◆ **Task statement**: What is needed is an exact copy of the line with "Practice. Place a point on every instance of the stone arch" and all lines that follow it in the entries below, the last line included.

◆ **Stored data**:
%%
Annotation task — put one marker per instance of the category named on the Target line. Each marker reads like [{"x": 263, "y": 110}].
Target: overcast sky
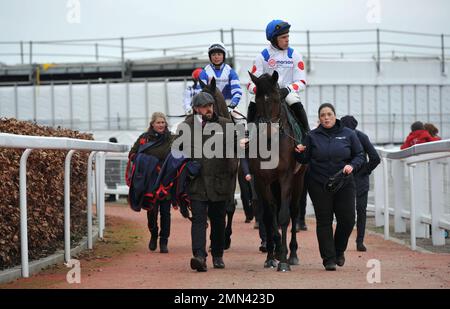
[
  {"x": 48, "y": 19},
  {"x": 62, "y": 19}
]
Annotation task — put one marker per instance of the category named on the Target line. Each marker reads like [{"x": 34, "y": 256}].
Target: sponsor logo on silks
[{"x": 272, "y": 63}]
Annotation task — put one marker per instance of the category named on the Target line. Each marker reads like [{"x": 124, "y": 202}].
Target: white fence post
[
  {"x": 23, "y": 213},
  {"x": 412, "y": 218},
  {"x": 437, "y": 202},
  {"x": 67, "y": 205},
  {"x": 420, "y": 187},
  {"x": 89, "y": 198},
  {"x": 379, "y": 195},
  {"x": 398, "y": 171},
  {"x": 386, "y": 198}
]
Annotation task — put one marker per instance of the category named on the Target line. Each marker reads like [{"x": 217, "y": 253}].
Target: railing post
[
  {"x": 89, "y": 199},
  {"x": 442, "y": 55},
  {"x": 166, "y": 96},
  {"x": 379, "y": 196},
  {"x": 96, "y": 52},
  {"x": 399, "y": 197},
  {"x": 233, "y": 48},
  {"x": 378, "y": 51},
  {"x": 31, "y": 52},
  {"x": 67, "y": 205},
  {"x": 308, "y": 46},
  {"x": 23, "y": 213},
  {"x": 420, "y": 183},
  {"x": 386, "y": 198},
  {"x": 437, "y": 202},
  {"x": 100, "y": 180},
  {"x": 412, "y": 218},
  {"x": 122, "y": 52}
]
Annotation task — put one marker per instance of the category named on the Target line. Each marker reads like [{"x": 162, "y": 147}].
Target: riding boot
[
  {"x": 300, "y": 114},
  {"x": 251, "y": 112}
]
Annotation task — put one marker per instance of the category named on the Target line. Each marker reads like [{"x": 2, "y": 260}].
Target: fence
[
  {"x": 425, "y": 202},
  {"x": 377, "y": 44},
  {"x": 96, "y": 149},
  {"x": 384, "y": 112}
]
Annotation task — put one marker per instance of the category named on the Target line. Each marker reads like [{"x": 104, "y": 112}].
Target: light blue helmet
[{"x": 275, "y": 28}]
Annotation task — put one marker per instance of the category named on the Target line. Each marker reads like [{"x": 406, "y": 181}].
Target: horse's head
[
  {"x": 220, "y": 106},
  {"x": 268, "y": 104}
]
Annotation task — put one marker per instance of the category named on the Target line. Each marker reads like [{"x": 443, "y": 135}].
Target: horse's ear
[
  {"x": 212, "y": 84},
  {"x": 275, "y": 77},
  {"x": 202, "y": 84},
  {"x": 253, "y": 78}
]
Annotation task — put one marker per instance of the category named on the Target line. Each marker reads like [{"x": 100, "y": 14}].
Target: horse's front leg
[
  {"x": 266, "y": 200},
  {"x": 283, "y": 220}
]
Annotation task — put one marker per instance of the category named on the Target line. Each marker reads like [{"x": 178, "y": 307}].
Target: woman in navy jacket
[{"x": 329, "y": 148}]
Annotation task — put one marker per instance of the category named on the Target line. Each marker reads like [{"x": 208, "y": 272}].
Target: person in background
[
  {"x": 112, "y": 177},
  {"x": 191, "y": 91},
  {"x": 210, "y": 190},
  {"x": 431, "y": 128},
  {"x": 158, "y": 134},
  {"x": 331, "y": 149},
  {"x": 301, "y": 223},
  {"x": 418, "y": 135},
  {"x": 362, "y": 179}
]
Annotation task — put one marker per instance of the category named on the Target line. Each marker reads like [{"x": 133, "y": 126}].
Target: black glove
[{"x": 283, "y": 93}]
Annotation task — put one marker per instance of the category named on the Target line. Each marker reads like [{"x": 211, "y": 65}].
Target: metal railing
[
  {"x": 426, "y": 168},
  {"x": 97, "y": 149},
  {"x": 384, "y": 112},
  {"x": 376, "y": 44}
]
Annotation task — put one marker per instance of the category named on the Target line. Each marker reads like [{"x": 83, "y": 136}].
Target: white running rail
[
  {"x": 426, "y": 167},
  {"x": 97, "y": 149}
]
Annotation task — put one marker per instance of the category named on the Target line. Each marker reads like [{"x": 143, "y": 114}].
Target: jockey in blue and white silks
[
  {"x": 190, "y": 91},
  {"x": 278, "y": 56},
  {"x": 227, "y": 80}
]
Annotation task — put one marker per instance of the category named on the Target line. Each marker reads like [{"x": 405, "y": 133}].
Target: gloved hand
[{"x": 283, "y": 93}]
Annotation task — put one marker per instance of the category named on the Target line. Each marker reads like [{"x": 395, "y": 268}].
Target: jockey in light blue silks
[{"x": 227, "y": 80}]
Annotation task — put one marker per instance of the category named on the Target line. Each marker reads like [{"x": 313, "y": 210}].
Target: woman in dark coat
[
  {"x": 328, "y": 149},
  {"x": 158, "y": 133}
]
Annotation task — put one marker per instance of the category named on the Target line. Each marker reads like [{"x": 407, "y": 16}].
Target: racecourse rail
[{"x": 96, "y": 149}]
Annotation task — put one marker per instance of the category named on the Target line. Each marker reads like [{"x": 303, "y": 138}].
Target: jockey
[
  {"x": 226, "y": 78},
  {"x": 191, "y": 91},
  {"x": 289, "y": 65}
]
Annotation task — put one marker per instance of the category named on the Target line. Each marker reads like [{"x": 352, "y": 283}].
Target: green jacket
[{"x": 215, "y": 181}]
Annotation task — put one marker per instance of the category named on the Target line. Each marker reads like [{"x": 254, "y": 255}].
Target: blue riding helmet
[{"x": 275, "y": 28}]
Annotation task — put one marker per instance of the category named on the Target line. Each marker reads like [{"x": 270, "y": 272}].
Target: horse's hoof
[
  {"x": 293, "y": 260},
  {"x": 270, "y": 264},
  {"x": 283, "y": 267},
  {"x": 278, "y": 256}
]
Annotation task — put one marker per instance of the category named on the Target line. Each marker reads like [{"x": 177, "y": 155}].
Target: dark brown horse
[
  {"x": 221, "y": 109},
  {"x": 279, "y": 189}
]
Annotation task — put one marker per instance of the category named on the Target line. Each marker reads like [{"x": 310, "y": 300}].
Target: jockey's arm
[
  {"x": 298, "y": 75},
  {"x": 257, "y": 70}
]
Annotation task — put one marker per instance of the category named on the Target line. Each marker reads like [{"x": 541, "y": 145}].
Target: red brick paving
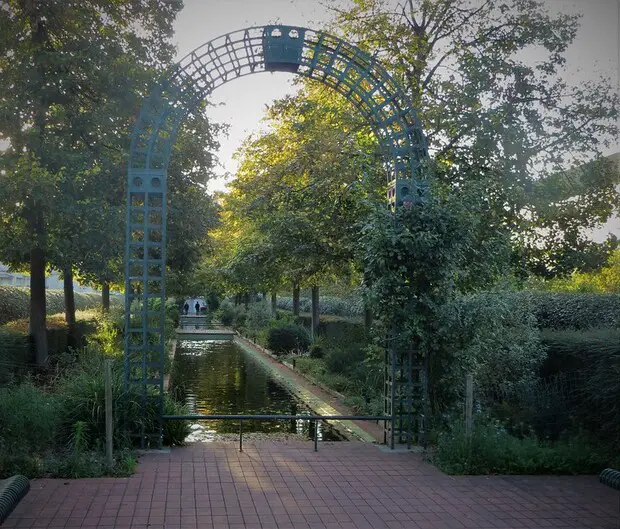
[{"x": 281, "y": 486}]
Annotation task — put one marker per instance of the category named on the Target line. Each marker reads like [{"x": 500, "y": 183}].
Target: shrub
[
  {"x": 491, "y": 335},
  {"x": 287, "y": 338},
  {"x": 29, "y": 418},
  {"x": 15, "y": 302},
  {"x": 572, "y": 310},
  {"x": 81, "y": 393},
  {"x": 344, "y": 358},
  {"x": 226, "y": 313},
  {"x": 316, "y": 350},
  {"x": 351, "y": 306},
  {"x": 591, "y": 361},
  {"x": 258, "y": 317},
  {"x": 491, "y": 450}
]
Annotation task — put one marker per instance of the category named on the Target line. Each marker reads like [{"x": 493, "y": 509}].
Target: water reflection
[{"x": 217, "y": 377}]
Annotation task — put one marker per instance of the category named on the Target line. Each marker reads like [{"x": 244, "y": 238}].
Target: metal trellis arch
[{"x": 314, "y": 54}]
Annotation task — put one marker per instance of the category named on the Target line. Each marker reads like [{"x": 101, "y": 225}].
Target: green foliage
[
  {"x": 490, "y": 335},
  {"x": 15, "y": 302},
  {"x": 567, "y": 310},
  {"x": 523, "y": 136},
  {"x": 603, "y": 281},
  {"x": 29, "y": 417},
  {"x": 287, "y": 337},
  {"x": 82, "y": 398},
  {"x": 492, "y": 450},
  {"x": 591, "y": 360},
  {"x": 258, "y": 317},
  {"x": 317, "y": 349},
  {"x": 327, "y": 305},
  {"x": 109, "y": 332},
  {"x": 226, "y": 313},
  {"x": 175, "y": 432}
]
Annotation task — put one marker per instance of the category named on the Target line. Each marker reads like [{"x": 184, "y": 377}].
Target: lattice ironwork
[{"x": 317, "y": 55}]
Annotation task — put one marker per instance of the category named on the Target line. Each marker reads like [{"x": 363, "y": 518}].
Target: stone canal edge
[{"x": 319, "y": 401}]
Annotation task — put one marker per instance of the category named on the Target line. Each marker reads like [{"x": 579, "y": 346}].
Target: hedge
[
  {"x": 327, "y": 305},
  {"x": 553, "y": 310},
  {"x": 15, "y": 302},
  {"x": 589, "y": 362},
  {"x": 573, "y": 310}
]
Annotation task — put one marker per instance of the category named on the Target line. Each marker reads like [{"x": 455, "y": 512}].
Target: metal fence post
[
  {"x": 469, "y": 404},
  {"x": 316, "y": 436},
  {"x": 109, "y": 433}
]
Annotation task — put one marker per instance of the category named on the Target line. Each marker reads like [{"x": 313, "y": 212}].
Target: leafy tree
[
  {"x": 304, "y": 184},
  {"x": 56, "y": 58},
  {"x": 493, "y": 118}
]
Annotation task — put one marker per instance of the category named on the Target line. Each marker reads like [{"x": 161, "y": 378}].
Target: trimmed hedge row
[
  {"x": 327, "y": 305},
  {"x": 15, "y": 302},
  {"x": 590, "y": 363},
  {"x": 577, "y": 311},
  {"x": 553, "y": 310}
]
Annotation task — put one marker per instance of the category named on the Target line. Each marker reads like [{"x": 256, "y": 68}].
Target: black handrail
[{"x": 278, "y": 417}]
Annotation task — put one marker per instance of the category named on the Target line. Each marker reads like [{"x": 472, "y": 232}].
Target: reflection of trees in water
[{"x": 220, "y": 378}]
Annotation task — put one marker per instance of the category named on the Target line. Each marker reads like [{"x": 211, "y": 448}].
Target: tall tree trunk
[
  {"x": 315, "y": 312},
  {"x": 67, "y": 281},
  {"x": 105, "y": 296},
  {"x": 367, "y": 318},
  {"x": 296, "y": 299},
  {"x": 37, "y": 305},
  {"x": 274, "y": 302}
]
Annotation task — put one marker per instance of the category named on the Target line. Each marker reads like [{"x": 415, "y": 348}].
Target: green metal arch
[{"x": 313, "y": 54}]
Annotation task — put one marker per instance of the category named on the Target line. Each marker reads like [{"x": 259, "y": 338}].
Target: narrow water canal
[{"x": 218, "y": 377}]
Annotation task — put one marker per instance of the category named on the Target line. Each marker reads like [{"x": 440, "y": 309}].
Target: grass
[
  {"x": 492, "y": 450},
  {"x": 54, "y": 426}
]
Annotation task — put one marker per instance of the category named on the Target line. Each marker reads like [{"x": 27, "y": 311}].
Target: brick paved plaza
[{"x": 287, "y": 485}]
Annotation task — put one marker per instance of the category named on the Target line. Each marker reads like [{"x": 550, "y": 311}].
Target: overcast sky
[{"x": 595, "y": 51}]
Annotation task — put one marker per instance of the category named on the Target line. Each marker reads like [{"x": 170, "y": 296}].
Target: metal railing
[{"x": 313, "y": 418}]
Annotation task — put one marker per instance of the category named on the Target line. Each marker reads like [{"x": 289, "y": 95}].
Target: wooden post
[
  {"x": 108, "y": 415},
  {"x": 469, "y": 404}
]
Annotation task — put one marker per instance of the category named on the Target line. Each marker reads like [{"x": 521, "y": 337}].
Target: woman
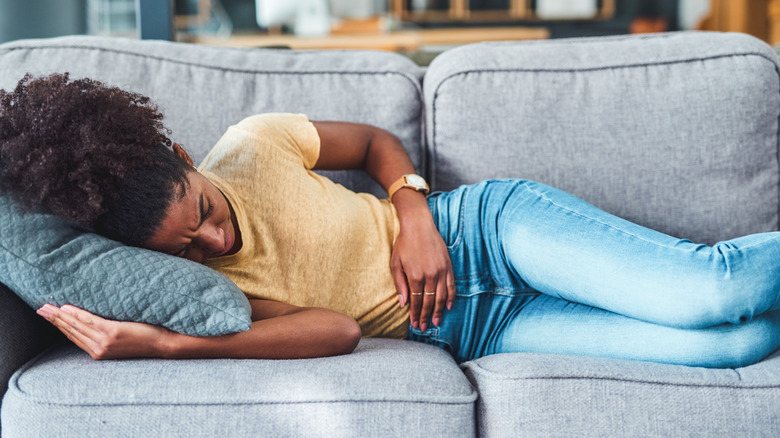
[{"x": 499, "y": 266}]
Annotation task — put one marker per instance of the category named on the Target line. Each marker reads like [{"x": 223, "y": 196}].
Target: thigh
[
  {"x": 567, "y": 248},
  {"x": 551, "y": 325}
]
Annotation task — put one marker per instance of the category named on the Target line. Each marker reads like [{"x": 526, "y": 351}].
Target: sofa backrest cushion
[
  {"x": 675, "y": 131},
  {"x": 202, "y": 90}
]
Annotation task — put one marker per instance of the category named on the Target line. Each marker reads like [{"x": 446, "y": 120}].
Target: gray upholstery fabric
[
  {"x": 46, "y": 259},
  {"x": 382, "y": 389},
  {"x": 23, "y": 334},
  {"x": 202, "y": 90},
  {"x": 677, "y": 131},
  {"x": 537, "y": 395}
]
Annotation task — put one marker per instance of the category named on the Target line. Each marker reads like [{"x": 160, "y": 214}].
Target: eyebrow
[
  {"x": 200, "y": 211},
  {"x": 200, "y": 222}
]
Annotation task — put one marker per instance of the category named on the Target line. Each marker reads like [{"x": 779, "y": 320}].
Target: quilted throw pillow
[{"x": 45, "y": 259}]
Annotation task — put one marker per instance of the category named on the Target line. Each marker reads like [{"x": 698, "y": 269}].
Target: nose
[{"x": 211, "y": 239}]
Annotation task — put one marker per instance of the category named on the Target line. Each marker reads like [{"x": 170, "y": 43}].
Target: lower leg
[{"x": 550, "y": 325}]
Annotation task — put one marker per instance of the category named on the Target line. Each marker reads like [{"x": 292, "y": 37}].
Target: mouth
[{"x": 228, "y": 244}]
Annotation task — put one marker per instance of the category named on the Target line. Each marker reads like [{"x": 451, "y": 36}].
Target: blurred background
[{"x": 410, "y": 26}]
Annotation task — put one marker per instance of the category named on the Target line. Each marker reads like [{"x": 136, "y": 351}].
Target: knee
[
  {"x": 732, "y": 346},
  {"x": 718, "y": 300}
]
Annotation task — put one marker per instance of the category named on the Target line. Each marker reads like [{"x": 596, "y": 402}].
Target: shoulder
[{"x": 271, "y": 123}]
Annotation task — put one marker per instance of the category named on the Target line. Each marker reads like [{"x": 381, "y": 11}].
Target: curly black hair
[{"x": 90, "y": 153}]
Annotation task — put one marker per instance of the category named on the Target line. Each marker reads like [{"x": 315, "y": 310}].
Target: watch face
[{"x": 416, "y": 181}]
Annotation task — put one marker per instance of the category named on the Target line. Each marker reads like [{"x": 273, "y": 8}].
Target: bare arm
[
  {"x": 420, "y": 261},
  {"x": 279, "y": 331}
]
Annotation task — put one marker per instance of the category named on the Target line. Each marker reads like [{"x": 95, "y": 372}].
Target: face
[{"x": 199, "y": 225}]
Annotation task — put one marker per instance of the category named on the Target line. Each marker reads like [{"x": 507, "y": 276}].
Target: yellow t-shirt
[{"x": 307, "y": 241}]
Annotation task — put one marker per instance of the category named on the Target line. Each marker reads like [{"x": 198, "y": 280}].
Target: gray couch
[{"x": 678, "y": 132}]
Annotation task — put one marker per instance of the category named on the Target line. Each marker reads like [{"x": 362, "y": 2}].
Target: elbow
[{"x": 349, "y": 336}]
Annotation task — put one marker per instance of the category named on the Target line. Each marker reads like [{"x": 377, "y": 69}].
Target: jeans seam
[{"x": 456, "y": 242}]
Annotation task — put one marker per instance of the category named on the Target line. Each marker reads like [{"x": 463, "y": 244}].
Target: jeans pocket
[{"x": 430, "y": 337}]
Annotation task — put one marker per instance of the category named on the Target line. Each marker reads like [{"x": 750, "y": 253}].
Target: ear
[{"x": 182, "y": 154}]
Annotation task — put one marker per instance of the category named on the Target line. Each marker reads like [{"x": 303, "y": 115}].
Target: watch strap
[{"x": 402, "y": 183}]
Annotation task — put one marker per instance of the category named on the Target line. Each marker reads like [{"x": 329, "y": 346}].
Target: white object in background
[
  {"x": 566, "y": 9},
  {"x": 308, "y": 18},
  {"x": 312, "y": 18},
  {"x": 271, "y": 13},
  {"x": 357, "y": 8},
  {"x": 692, "y": 12}
]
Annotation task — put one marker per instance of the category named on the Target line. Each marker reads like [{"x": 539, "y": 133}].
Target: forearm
[{"x": 310, "y": 332}]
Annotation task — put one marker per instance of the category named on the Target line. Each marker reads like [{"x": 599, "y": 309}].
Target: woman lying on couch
[{"x": 499, "y": 266}]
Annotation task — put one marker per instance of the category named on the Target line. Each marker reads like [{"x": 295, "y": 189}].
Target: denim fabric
[{"x": 539, "y": 270}]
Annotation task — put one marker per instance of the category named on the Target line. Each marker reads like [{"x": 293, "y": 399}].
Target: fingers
[
  {"x": 78, "y": 325},
  {"x": 399, "y": 278}
]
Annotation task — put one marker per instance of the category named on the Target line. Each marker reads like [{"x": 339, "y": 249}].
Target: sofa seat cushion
[
  {"x": 542, "y": 395},
  {"x": 385, "y": 388}
]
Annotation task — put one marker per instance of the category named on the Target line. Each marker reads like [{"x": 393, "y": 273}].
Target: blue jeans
[{"x": 539, "y": 270}]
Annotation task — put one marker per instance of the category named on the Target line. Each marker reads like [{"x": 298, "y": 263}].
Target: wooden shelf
[{"x": 393, "y": 41}]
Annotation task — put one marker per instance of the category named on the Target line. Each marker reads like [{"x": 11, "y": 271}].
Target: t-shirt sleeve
[{"x": 292, "y": 133}]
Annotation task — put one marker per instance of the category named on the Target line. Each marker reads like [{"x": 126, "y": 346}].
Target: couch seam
[
  {"x": 433, "y": 145},
  {"x": 13, "y": 385},
  {"x": 628, "y": 380}
]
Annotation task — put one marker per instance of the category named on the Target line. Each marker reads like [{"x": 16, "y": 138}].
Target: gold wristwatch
[{"x": 410, "y": 181}]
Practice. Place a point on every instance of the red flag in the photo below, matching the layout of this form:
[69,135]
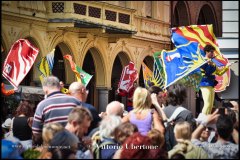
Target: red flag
[19,61]
[129,75]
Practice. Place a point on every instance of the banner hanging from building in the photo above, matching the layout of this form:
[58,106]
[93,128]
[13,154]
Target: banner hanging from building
[19,61]
[128,77]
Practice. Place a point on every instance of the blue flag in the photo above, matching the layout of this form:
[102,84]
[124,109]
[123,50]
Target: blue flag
[181,62]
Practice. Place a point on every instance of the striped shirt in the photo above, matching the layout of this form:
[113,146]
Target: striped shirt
[54,109]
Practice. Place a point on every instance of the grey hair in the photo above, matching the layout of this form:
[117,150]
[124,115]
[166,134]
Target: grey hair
[51,82]
[115,108]
[108,125]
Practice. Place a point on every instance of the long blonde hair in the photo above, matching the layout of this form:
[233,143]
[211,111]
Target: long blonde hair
[141,99]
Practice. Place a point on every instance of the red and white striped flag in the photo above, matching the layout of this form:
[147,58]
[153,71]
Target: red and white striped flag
[19,61]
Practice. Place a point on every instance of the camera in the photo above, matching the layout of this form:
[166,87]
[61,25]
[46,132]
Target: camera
[221,111]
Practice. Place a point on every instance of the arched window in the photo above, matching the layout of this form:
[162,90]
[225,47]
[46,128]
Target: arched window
[58,66]
[148,9]
[181,15]
[122,3]
[206,16]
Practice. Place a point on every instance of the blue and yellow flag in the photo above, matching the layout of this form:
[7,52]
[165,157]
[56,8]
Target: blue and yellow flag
[203,34]
[80,74]
[46,65]
[181,62]
[158,73]
[147,76]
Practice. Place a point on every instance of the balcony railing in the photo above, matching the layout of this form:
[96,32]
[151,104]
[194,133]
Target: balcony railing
[93,12]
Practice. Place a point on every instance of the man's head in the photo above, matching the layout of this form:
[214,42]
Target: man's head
[79,121]
[176,94]
[209,50]
[115,108]
[50,84]
[224,127]
[79,91]
[161,95]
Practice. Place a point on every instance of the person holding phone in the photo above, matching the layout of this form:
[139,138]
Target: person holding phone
[208,82]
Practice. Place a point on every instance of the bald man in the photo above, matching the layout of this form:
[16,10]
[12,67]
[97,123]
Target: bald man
[79,91]
[115,108]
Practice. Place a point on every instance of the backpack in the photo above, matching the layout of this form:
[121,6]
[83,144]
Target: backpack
[97,145]
[170,140]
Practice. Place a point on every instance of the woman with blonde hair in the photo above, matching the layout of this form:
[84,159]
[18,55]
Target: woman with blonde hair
[182,132]
[142,115]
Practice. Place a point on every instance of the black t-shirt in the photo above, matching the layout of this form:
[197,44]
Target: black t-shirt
[21,129]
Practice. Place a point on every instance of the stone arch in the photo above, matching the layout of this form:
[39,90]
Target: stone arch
[125,55]
[181,14]
[207,15]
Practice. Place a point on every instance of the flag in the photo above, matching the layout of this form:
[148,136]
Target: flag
[128,77]
[203,34]
[81,75]
[46,65]
[181,62]
[158,72]
[19,61]
[147,76]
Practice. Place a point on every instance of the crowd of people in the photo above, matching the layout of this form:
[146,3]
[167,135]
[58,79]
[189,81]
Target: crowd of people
[64,126]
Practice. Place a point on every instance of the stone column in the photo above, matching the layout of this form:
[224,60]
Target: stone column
[102,99]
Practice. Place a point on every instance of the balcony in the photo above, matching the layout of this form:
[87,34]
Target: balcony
[91,14]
%%
◆ **Result for this task**:
Practice. Place a point on every instance of the stone arch in the photo above, matching the layout of this form:
[39,90]
Target: stone arch
[125,55]
[181,14]
[207,15]
Practice. Place a point on every instance of the flag in the photo above, matching the layout of this form:
[148,136]
Target: flag
[128,77]
[203,34]
[81,75]
[46,65]
[181,62]
[158,72]
[19,61]
[147,76]
Practice. Place a point on every instance of the crowd of people in the photo above, matching the layout of this form:
[146,3]
[167,135]
[58,79]
[189,81]
Target: crowd of people
[64,126]
Practice. Place a point on every instance of the stone column in the photo above, matching the layout of this form:
[224,60]
Target: stone column
[102,99]
Practice. Place a point on every instance of the balcony in the photo above, matching the layout of this form:
[87,34]
Target: balcony
[91,14]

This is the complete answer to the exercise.